(Location labeling entries)
------------------------------------------------
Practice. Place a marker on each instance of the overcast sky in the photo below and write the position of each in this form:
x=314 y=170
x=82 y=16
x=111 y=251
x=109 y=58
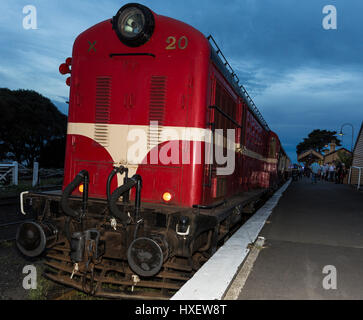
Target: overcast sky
x=301 y=76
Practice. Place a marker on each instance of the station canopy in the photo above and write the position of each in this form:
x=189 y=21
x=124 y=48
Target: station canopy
x=310 y=155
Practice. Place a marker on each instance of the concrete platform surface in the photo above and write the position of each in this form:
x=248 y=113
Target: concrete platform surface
x=312 y=227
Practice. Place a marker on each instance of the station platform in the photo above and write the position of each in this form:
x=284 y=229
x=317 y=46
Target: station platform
x=313 y=226
x=305 y=243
------------------------------------------------
**Aim:**
Please recast every line of the entries above as a Markdown table with the columns Row and Line, numbering the rows in order and skipping blank lines. Leave the pictures out of the table.

**Response below:**
| Row | Line |
|---|---|
| 1 | Practice. Place a marker on each instance of the overcast sky in the photo below and write the position of each in this form: |
| 2 | x=314 y=170 |
| 3 | x=82 y=16 |
| 4 | x=111 y=251 |
| 5 | x=109 y=58 |
| 6 | Target: overcast sky |
| 7 | x=301 y=76 |
| 8 | Practice. Place a marker on each instance of the station canopy in the photo above and write the position of each in this form: |
| 9 | x=189 y=21 |
| 10 | x=124 y=48 |
| 11 | Target: station canopy |
| 12 | x=310 y=155 |
| 13 | Practice. Place a marker on each instance of the concrete platform surface in the photo above and write the position of each in this form: |
| 14 | x=248 y=113 |
| 15 | Target: concrete platform surface |
| 16 | x=312 y=227 |
| 17 | Practice. Place a marker on each instance of the station platform in the photo above and write the position of each in this form: |
| 18 | x=284 y=229 |
| 19 | x=317 y=46 |
| 20 | Target: station platform |
| 21 | x=313 y=226 |
| 22 | x=305 y=243 |